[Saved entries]

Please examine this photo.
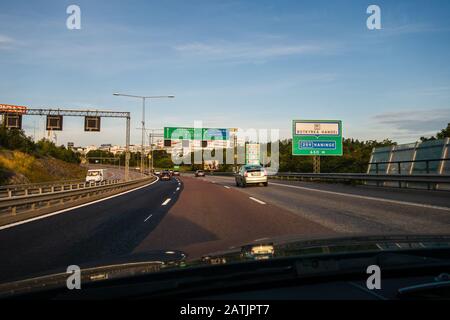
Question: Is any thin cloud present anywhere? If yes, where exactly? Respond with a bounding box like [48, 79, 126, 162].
[372, 108, 450, 138]
[0, 34, 15, 49]
[173, 41, 328, 62]
[368, 23, 449, 38]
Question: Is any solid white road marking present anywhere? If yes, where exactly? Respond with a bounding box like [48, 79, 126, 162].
[224, 186, 230, 189]
[162, 198, 171, 206]
[249, 197, 266, 205]
[144, 214, 153, 222]
[270, 182, 450, 212]
[0, 177, 160, 231]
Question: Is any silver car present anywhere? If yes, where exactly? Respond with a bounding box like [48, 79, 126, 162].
[235, 165, 268, 188]
[195, 170, 205, 177]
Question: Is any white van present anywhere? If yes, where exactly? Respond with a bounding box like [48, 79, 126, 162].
[86, 169, 106, 183]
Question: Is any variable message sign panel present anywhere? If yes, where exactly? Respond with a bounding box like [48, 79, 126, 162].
[84, 116, 101, 132]
[292, 120, 343, 156]
[0, 104, 27, 114]
[164, 127, 229, 141]
[46, 115, 63, 131]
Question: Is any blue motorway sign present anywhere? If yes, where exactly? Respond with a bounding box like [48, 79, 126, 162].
[299, 141, 336, 150]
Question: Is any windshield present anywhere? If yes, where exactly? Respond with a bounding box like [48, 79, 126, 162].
[0, 0, 449, 301]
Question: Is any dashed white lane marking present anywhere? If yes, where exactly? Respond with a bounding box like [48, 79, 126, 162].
[162, 198, 171, 206]
[0, 177, 160, 231]
[270, 182, 450, 212]
[176, 187, 180, 191]
[249, 197, 266, 205]
[144, 214, 153, 222]
[224, 186, 231, 189]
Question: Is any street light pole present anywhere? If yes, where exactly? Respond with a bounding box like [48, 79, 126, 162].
[113, 93, 175, 175]
[141, 97, 146, 174]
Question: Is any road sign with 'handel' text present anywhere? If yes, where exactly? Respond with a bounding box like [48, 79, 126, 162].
[292, 120, 343, 156]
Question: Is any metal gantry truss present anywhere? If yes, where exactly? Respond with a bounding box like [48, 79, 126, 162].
[25, 108, 131, 118]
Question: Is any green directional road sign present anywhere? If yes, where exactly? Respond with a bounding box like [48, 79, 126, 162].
[164, 127, 229, 141]
[292, 120, 343, 156]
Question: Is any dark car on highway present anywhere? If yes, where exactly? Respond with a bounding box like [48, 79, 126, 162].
[160, 170, 171, 181]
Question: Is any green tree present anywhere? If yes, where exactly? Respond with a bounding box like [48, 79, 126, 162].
[436, 123, 450, 140]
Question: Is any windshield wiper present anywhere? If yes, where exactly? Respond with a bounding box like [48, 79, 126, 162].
[398, 273, 450, 299]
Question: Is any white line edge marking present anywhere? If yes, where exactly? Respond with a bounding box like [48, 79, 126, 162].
[270, 182, 450, 212]
[0, 177, 160, 231]
[161, 198, 171, 206]
[249, 197, 266, 205]
[144, 214, 153, 222]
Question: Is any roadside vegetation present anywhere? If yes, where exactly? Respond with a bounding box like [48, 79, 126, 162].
[0, 128, 85, 185]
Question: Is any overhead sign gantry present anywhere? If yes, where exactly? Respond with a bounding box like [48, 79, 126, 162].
[0, 105, 132, 181]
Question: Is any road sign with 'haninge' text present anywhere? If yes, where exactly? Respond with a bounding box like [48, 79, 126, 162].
[292, 120, 343, 156]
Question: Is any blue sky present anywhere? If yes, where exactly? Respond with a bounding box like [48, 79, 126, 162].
[1, 0, 449, 146]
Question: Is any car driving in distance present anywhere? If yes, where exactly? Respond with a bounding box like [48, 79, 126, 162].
[85, 169, 106, 183]
[160, 170, 171, 181]
[194, 170, 205, 177]
[235, 164, 268, 187]
[154, 170, 161, 176]
[173, 170, 180, 176]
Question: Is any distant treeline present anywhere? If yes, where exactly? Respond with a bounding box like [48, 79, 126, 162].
[277, 138, 393, 173]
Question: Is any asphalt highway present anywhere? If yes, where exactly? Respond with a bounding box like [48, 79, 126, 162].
[0, 177, 179, 282]
[0, 173, 449, 283]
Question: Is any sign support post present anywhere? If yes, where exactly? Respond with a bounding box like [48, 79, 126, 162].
[313, 156, 321, 173]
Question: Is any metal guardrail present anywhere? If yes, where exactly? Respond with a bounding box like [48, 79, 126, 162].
[180, 170, 450, 190]
[0, 179, 115, 199]
[0, 177, 155, 218]
[269, 173, 450, 190]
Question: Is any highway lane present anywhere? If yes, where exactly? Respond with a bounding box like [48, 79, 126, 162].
[87, 164, 145, 181]
[200, 175, 450, 235]
[2, 171, 449, 284]
[133, 176, 334, 259]
[0, 177, 182, 283]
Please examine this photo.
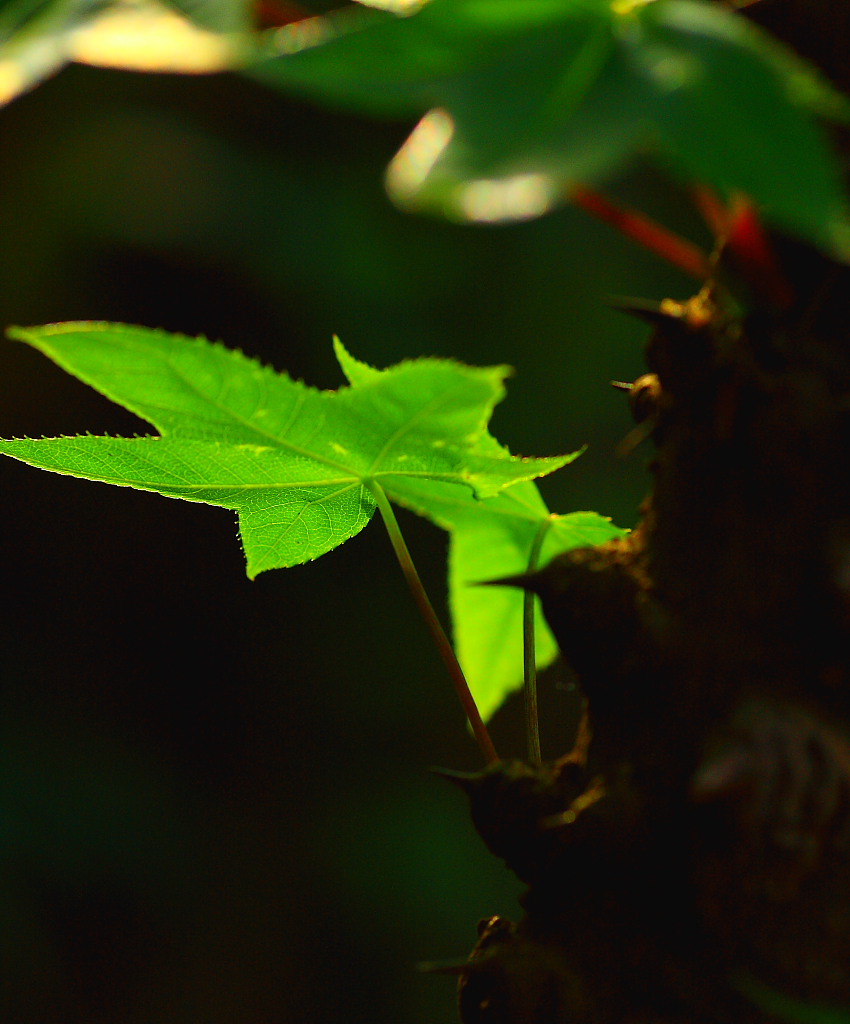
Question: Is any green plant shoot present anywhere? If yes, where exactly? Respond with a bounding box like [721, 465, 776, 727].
[0, 322, 624, 721]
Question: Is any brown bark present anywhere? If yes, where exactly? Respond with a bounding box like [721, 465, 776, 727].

• [Task]: A faithful copy of all the records is required, with the pictures left out.

• [Response]:
Please examine this photo.
Question: Is any thin cloud present anywhere? If yes, where exactly? Respond with a bounding box like [48, 79, 126, 162].
[372, 108, 450, 138]
[0, 34, 15, 49]
[173, 41, 328, 62]
[368, 23, 449, 38]
Question: Is any solid white road marking present anywhere? If yes, where exactly? Respond with a bounding box like [48, 79, 126, 162].
[224, 186, 230, 189]
[162, 198, 171, 206]
[249, 197, 266, 205]
[144, 214, 153, 222]
[270, 182, 450, 212]
[0, 177, 160, 231]
Question: Is any silver car present anywhere? If yes, where exactly? Respond with a bounding box like [48, 79, 126, 162].
[235, 165, 268, 188]
[195, 170, 205, 177]
Question: Is any white van present anywhere? If yes, where exactly? Respond with a bounding box like [48, 79, 126, 162].
[86, 169, 106, 183]
Question: Is any variable message sign panel present anywhere? If yes, where exactly? Respond with a bounding box like [48, 79, 126, 162].
[84, 116, 101, 132]
[292, 120, 343, 156]
[0, 104, 27, 114]
[164, 127, 229, 141]
[46, 115, 63, 131]
Question: Is any blue motorway sign present anywhere? If yes, where exactly? Respond with a bounding box like [48, 79, 126, 162].
[299, 141, 336, 150]
Question: Is any windshield present anywhere? If yes, where exactly? Respond with a bounding box like [48, 79, 126, 162].
[0, 0, 449, 301]
Question: Is any dashed white lane marking present anywhere? If yes, where exactly? Respond with a bounding box like [48, 79, 126, 162].
[162, 198, 171, 206]
[0, 177, 160, 231]
[270, 182, 450, 212]
[176, 187, 180, 191]
[249, 197, 266, 205]
[144, 214, 153, 222]
[224, 186, 231, 189]
Question: Is any street light pole present anywhere? If yes, where exactly? Respond with a bounding box like [48, 79, 126, 162].
[113, 93, 175, 175]
[141, 97, 146, 174]
Question: Is any road sign with 'handel' text present anywhere? If yes, where exactly? Respond with a bounding box like [48, 79, 126, 162].
[292, 120, 343, 156]
Question: Is any metal gantry truss present anywhere? If yes, where exactly? Respond with a bounding box like [48, 79, 126, 162].
[25, 108, 131, 118]
Question: Is any green directional road sign present anywhere? If yes, where exactly? Respond with a bounding box like [48, 79, 126, 162].
[164, 127, 229, 141]
[292, 120, 343, 156]
Question: Is any dark car on highway present anywhere? If yes, where exactly? Respond with a bounding box like [48, 79, 126, 162].
[160, 170, 171, 181]
Question: Is any green tree present anywhere? If yes, where exactly? Respond with a bounding box like [48, 79, 126, 162].
[436, 123, 450, 140]
Question: Is any windshield wiper present anywhere? If yes, where exactly? Respond with a bounding box like [48, 79, 126, 162].
[398, 273, 450, 299]
Question: Is any white line edge marking present anywhere? If yes, where exactly? Respond with a bounding box like [48, 79, 126, 162].
[270, 182, 450, 212]
[0, 177, 160, 231]
[161, 198, 171, 206]
[249, 197, 266, 205]
[144, 214, 153, 222]
Question: Is any roadside vegetation present anywhere? If yes, where exactly? Respond with a bounding box like [48, 79, 126, 162].
[0, 128, 85, 185]
Question: Is any overhead sign gantry present anywhere? If yes, where exactly? Respond with a bounding box like [48, 79, 126, 162].
[0, 105, 132, 181]
Question: Is any road sign with 'haninge' text present anywhere? If yes, where exactly? Respond with a bounding box like [48, 79, 126, 162].
[292, 120, 343, 156]
Question: Is any blue sky present anywhere? If yes, where exactly? Respond with a bounding box like [48, 79, 126, 162].
[1, 0, 449, 146]
Question: Is any car driving in distance present anywhere? If yes, where exactly? Respond with a bounding box like [48, 79, 126, 162].
[85, 169, 106, 183]
[160, 170, 171, 181]
[194, 170, 205, 177]
[235, 164, 268, 187]
[154, 170, 161, 176]
[173, 170, 180, 176]
Question: Is any distant treeline present anywhere? If yes, where exactly? Respond with a bounding box like [48, 79, 126, 162].
[277, 138, 393, 173]
Question: Is any asphalt highway present anywhere? If yes, where exactly? Respond with a bounding box like [48, 79, 126, 162].
[0, 177, 179, 282]
[0, 173, 449, 283]
Question: Is any sign support post present anywhere? If yes, where exactly? Respond with a bounding box like [48, 79, 126, 162].
[313, 156, 321, 173]
Question: Is any metal guardrail present anywhere? If yes, where exactly? Respond with a bounding box like [48, 79, 126, 162].
[180, 170, 450, 190]
[0, 179, 115, 199]
[0, 177, 155, 218]
[269, 173, 450, 190]
Question: Is any highway lane present anywhere? If yes, where exactly? Respond with a bounding box like [48, 79, 126, 162].
[87, 164, 145, 181]
[200, 175, 450, 235]
[2, 171, 449, 284]
[133, 176, 334, 259]
[0, 177, 182, 283]
Please examine this photo.
Question: Is any green plant shoot present anywhere? If yes, where exactly? Respond with a bounding box like [721, 465, 776, 727].
[0, 322, 624, 721]
Question: Is any brown bark present anywhere? If yes, where exactly? Respond with a bounding box like [721, 465, 776, 727].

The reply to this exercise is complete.